TASK TO CARRY OUT →
Answer each question from the passage on combining annotation operators, one line per answer, with the same letters.
(a) In the simple implementation of the opinion reconciliation module, which annotation is retained?
(b) According to the passage, what does the numbering of the boxes in FIG. 5 denote?
(c) When is the Alvarez list finder most effective?

PASSAGE PROVIDED →
◆ ◆ ◆ ◆ ◆ ◆ ◆
Since different operators may annotate a same node differently, an opinion reconciliation module may be configured to determine which annotation to keep. In a simple implementation, a precedence list may specify which operators annotate better and the annotation that is produced by the highest ranked operator is retained. In another embodiment, a weight based approach may be used. For example, each annotation result may be associated with a known or a learned weight (e.g., confidence value). A combination of these weights (e.g., weighted average) may then be determined. The final annotation value is then based on the determined combination weight value.
FIG. 5 shows a typical workflow comprising of domain specific labelers (e.g., 502, 506, and 512), unsupervised list extraction modules from Alvarez et al. (e.g., 508 and 510), and adaptive learning modules (e.g., 504, 514, and 512), and the numbering of the boxes (e.g., 502˜516) denotes an example sequential order. First, the domain specific attribute labelers (502) may be invoked followed by an adaptive local attribute labeler (504) based on generic local features to get improved coverage. Given the attribute annotations, the exploration rules can lead to new record queries, which can be addressed using a crude domain-specific record labeler (506), further leading to record-list queries, which are resolved using a list finder, such as an Alvarez list finder, (508), and so on until all the record and attribute annotations are obtained.
FIG. 5 highlights the data-driven nature of this local learning and concept-centric extraction approach, which tries to make the best possible use of the available operators using only the exploration rules. For example, the adaptive local attribute labeler (506) may be chosen to be invoked in step 2 due to the low recall of the domain-specific attribute labeler (502) and may be skipped if the coverage was better since there would not be many attribute annotation queries in Q. Similarly, the Alvarez list finder (508) is most effective when there are some annotations on the elements of the list (records) and may hence, be chosen to be invoked as a fourth step instead of up front in a 3^rdstep. The remarkable thing about this modular approach is the flexibility it affords in combining not only domain-level and instance-level information, but also other existing algorithms as indicated by the many different operator types (e.g., 502˜516) in the example.
◆ ◆ ◆ ◆ ◆ ◆ ◆
EXTRACTED MATERIAL →
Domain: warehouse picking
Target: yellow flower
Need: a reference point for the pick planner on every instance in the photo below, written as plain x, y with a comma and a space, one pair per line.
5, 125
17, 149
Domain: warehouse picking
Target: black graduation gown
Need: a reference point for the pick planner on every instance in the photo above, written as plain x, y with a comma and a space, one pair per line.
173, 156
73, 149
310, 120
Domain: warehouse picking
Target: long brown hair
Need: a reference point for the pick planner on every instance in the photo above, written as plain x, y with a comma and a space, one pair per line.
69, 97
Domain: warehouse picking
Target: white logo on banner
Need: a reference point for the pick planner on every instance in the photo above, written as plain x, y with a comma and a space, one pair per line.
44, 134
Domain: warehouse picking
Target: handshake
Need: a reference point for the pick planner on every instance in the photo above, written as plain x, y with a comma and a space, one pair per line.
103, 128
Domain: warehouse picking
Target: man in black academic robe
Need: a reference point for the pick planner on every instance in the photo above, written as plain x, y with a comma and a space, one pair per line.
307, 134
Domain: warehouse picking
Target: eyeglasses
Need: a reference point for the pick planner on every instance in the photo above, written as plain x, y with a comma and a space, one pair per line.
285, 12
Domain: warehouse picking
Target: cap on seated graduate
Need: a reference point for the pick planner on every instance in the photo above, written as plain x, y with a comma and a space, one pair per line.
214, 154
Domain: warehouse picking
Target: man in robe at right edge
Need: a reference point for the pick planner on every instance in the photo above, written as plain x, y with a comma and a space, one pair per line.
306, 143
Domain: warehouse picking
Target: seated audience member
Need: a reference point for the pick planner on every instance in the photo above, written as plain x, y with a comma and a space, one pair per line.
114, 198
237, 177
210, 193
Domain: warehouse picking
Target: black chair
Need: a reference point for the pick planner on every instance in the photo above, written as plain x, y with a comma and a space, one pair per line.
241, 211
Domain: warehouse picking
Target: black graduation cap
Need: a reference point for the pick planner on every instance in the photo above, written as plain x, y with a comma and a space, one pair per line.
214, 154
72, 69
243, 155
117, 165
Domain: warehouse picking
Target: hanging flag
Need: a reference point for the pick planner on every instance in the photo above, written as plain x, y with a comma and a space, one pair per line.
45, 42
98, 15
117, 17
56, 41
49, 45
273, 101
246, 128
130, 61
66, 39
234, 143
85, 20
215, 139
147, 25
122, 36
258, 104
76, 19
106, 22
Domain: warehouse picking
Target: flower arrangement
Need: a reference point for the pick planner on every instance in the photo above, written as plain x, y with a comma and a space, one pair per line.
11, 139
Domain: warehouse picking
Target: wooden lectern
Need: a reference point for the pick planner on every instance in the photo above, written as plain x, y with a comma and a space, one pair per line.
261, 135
◆ ◆ ◆ ◆ ◆ ◆ ◆
OUTPUT OF THE EXERCISE →
(a) The annotation produced by the highest ranked operator on a precedence list.
(b) An example sequential order.
(c) When there are some annotations on the elements of the list (records).